» WORK TO BE COMPLETED:
Taking the line with "column 697, row 562" as the first and the line with "column 414, row 433" as the last, set down exactly every line in that range from the entries below, and no more.

» RECORDS SUPPLIED:
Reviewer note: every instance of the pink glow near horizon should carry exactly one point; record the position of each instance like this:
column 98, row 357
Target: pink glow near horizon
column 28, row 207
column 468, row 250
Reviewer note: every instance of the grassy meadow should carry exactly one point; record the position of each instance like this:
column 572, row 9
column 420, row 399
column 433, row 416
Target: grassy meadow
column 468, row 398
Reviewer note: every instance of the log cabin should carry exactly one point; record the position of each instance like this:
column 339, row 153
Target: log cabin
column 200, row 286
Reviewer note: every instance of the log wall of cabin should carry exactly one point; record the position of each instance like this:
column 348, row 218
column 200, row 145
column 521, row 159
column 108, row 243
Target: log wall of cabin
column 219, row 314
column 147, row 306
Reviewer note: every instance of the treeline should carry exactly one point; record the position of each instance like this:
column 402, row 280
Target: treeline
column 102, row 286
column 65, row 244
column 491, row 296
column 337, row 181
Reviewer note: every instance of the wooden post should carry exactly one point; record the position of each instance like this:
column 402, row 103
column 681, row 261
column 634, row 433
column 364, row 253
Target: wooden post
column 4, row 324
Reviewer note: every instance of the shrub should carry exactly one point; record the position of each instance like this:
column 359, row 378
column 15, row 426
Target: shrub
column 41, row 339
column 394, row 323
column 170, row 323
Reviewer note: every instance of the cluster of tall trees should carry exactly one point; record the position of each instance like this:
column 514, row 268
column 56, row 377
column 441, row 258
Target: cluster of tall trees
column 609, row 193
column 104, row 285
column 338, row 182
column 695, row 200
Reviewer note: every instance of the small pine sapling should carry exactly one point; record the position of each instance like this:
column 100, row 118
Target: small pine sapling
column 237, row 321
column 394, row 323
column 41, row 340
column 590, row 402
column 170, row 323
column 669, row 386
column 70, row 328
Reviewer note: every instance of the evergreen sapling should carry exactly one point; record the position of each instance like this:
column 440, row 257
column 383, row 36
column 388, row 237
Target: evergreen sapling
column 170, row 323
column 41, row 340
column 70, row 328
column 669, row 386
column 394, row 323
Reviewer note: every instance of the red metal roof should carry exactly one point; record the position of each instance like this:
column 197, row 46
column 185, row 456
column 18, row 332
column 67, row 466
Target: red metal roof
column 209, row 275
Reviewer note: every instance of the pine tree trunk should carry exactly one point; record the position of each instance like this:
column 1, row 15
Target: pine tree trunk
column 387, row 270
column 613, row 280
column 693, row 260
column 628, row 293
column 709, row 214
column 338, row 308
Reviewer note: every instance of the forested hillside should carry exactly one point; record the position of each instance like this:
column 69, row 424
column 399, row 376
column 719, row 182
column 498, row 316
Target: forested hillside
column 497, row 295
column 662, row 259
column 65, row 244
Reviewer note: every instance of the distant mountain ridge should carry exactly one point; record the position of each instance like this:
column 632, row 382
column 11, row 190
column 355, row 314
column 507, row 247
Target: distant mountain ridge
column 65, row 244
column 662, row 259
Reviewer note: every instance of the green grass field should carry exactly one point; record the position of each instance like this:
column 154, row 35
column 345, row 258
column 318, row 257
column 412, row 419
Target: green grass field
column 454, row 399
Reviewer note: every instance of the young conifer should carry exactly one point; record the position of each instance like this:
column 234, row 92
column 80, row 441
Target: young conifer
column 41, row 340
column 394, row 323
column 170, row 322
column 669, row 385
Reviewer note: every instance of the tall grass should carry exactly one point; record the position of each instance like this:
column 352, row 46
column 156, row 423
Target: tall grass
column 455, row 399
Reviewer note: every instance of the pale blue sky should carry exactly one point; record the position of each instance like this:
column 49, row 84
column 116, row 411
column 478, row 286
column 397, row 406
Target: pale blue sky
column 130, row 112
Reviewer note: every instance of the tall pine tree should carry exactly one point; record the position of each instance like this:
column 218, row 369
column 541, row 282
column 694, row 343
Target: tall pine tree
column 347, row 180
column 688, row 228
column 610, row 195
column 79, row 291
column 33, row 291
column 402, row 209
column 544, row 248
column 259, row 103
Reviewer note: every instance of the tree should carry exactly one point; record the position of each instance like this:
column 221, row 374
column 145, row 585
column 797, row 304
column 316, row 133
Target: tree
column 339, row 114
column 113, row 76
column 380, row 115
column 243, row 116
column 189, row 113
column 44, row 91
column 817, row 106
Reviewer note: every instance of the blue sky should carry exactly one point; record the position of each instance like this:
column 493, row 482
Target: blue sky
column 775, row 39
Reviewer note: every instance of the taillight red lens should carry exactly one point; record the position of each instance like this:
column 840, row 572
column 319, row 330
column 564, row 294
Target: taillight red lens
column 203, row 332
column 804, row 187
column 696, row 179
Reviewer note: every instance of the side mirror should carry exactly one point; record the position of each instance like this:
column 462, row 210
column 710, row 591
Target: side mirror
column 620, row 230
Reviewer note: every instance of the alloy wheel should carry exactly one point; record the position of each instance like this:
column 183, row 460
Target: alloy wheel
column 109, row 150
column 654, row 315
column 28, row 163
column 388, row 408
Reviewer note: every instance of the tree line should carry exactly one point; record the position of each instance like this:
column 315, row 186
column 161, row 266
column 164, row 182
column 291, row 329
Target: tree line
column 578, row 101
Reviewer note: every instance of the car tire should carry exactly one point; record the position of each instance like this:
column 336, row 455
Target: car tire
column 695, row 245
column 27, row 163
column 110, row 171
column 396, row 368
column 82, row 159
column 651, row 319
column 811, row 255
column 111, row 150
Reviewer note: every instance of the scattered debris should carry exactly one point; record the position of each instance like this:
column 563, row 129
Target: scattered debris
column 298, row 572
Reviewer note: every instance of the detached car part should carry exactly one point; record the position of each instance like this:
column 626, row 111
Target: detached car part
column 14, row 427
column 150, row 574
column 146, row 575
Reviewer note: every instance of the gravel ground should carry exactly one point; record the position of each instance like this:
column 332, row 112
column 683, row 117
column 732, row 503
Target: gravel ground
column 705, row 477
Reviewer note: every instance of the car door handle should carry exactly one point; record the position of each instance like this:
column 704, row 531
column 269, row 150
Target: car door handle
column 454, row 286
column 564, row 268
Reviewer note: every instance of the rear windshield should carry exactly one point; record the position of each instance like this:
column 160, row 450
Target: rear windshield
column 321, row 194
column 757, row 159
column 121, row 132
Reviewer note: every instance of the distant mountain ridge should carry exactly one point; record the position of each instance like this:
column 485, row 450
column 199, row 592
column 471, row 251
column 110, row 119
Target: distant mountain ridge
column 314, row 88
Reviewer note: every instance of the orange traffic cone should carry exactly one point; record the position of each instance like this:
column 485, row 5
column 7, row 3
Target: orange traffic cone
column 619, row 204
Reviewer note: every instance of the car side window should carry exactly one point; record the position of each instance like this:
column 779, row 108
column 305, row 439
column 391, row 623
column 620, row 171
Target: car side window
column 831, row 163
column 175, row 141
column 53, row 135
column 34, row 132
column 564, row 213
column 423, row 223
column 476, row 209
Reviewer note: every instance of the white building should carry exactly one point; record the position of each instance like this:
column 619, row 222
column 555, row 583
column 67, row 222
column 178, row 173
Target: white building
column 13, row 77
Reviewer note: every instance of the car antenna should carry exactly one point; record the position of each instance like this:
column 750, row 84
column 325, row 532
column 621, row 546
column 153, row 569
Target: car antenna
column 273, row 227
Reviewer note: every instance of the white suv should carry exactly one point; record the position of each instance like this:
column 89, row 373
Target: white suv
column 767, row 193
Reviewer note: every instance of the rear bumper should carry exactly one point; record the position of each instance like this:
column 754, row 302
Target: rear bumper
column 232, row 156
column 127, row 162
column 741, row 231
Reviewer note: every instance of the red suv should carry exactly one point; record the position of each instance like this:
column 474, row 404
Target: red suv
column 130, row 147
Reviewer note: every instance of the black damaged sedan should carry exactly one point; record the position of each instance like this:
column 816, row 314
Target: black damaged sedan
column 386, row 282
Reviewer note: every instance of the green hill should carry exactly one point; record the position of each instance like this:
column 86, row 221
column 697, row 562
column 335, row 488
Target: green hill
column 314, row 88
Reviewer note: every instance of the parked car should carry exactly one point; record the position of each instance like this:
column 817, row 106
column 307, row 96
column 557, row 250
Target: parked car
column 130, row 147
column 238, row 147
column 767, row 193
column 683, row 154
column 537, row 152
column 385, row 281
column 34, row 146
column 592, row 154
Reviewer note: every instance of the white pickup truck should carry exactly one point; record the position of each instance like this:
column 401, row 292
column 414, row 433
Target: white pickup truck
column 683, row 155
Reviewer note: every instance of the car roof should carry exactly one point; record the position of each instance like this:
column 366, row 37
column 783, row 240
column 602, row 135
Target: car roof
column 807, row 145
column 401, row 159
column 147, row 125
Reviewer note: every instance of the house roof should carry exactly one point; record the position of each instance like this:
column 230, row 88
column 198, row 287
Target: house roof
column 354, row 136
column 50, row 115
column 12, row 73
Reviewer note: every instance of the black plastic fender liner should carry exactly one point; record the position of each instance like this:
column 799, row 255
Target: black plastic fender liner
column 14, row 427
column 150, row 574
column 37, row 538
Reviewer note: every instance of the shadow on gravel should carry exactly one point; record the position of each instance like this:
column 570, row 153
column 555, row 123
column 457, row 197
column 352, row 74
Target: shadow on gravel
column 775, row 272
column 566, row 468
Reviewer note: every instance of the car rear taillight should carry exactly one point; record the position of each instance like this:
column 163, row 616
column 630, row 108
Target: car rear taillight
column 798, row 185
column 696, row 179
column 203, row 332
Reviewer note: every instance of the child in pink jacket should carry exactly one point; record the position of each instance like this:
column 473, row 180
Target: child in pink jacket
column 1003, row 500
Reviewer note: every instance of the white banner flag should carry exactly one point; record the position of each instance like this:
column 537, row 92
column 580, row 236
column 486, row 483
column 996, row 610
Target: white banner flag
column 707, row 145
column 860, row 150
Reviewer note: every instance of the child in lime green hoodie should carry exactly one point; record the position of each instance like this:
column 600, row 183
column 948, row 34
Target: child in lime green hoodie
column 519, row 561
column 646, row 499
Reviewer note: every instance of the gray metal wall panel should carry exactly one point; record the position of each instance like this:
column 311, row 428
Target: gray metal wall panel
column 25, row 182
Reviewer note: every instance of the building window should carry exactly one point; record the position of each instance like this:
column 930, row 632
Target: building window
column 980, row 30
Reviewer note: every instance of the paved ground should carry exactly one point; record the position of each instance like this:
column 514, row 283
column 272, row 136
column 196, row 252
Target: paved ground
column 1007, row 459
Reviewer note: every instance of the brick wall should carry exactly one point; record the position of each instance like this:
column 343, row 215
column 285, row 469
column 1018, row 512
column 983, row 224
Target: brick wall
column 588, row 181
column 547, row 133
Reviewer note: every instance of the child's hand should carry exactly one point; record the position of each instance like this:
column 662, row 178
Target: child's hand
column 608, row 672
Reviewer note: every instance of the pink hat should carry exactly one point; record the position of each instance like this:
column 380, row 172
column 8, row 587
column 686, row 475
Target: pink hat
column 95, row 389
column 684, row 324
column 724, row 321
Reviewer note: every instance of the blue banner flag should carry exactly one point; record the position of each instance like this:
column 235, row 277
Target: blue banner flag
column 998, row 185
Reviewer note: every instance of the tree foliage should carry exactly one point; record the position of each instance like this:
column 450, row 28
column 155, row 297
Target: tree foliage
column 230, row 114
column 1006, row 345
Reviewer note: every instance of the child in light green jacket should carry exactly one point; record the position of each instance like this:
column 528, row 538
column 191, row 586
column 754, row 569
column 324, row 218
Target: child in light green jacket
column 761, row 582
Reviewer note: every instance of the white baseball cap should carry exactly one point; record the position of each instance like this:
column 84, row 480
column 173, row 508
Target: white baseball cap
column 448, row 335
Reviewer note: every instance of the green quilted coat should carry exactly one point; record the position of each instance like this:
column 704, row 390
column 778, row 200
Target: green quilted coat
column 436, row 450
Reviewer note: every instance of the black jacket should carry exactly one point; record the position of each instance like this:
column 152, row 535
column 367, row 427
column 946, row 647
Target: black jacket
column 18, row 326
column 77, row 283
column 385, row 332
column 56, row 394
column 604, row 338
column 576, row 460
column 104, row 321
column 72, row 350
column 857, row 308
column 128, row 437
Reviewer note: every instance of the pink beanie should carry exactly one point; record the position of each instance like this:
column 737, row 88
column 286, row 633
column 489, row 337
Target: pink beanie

» YOUR SOLUTION:
column 697, row 562
column 335, row 488
Target: green hill
column 314, row 88
Reviewer note: every instance of the parked car should carry exactly one point; record the position of each instance like this:
column 817, row 106
column 307, row 96
column 557, row 250
Target: parked car
column 130, row 147
column 238, row 147
column 767, row 193
column 683, row 154
column 537, row 152
column 385, row 281
column 34, row 146
column 592, row 154
Reviewer note: every instance of the white pickup truck should carry exactly one point; record the position of each instance like this:
column 401, row 292
column 414, row 433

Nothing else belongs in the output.